◆ Problem to work on ◆
Copy the records below line for line, keeping every word, number, and space unchanged.

◆ Entries provided ◆
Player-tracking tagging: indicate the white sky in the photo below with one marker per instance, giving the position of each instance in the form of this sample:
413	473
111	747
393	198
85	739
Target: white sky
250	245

◆ Answer to the task ◆
Player-tracking tagging: indicate the white sky in the photo below with one marker per instance, giving the position of each instance in the form of this sample:
413	473
111	747
393	198
85	739
Target: white sky
250	245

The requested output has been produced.